■ **GOAL**
Copy the material below word for word, leaving out the pictures.

■ **DATA FOR THIS TASK**
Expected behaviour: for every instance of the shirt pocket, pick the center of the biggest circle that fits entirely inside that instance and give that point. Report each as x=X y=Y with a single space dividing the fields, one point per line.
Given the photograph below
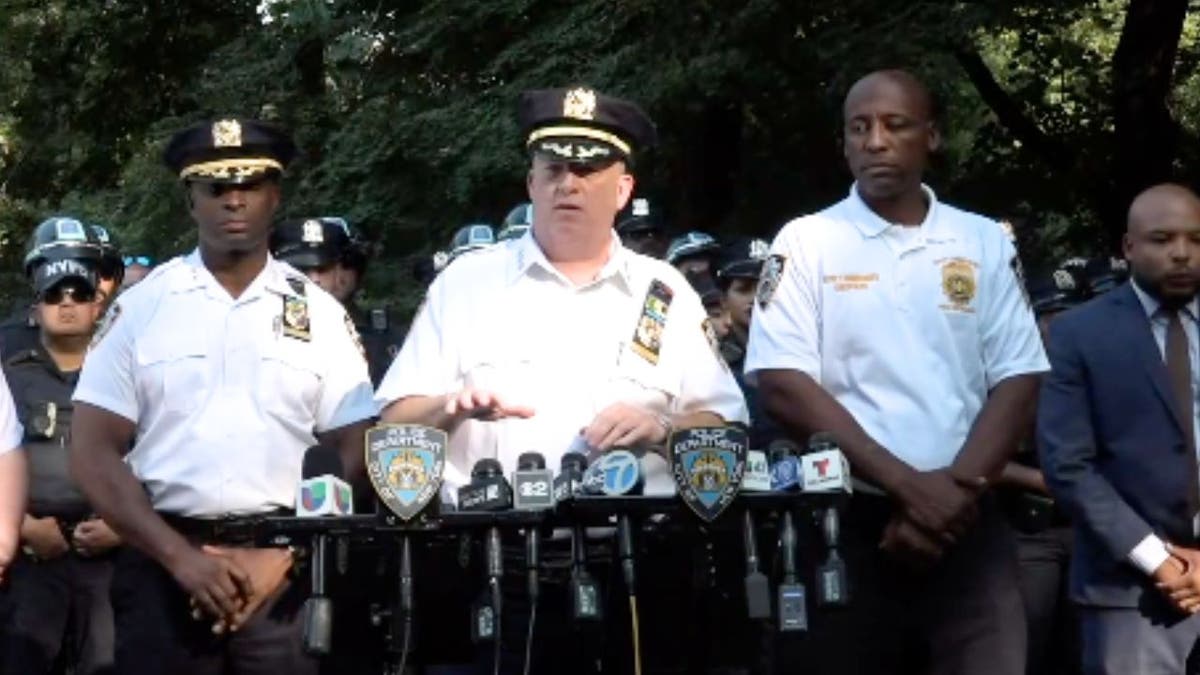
x=291 y=381
x=174 y=370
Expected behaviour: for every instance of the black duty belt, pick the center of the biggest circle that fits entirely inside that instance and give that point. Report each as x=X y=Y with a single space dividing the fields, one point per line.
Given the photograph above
x=232 y=530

■ **CORRECT OUTPUT**
Expected behaviour: for every instance of the shirt pocket, pick the center of the biggest circle that fits entirely inside that instance and give that point. Report each as x=X y=Y with a single space dividing the fields, one point per line.
Given the photograph below
x=291 y=381
x=174 y=370
Expected behaviour: for every instance of the black duty belt, pick the center of the biggest circle that fits entirely inside that instance and give that point. Report each as x=X y=Y with a single space dividing the fields, one point per line.
Given the photograph above
x=232 y=530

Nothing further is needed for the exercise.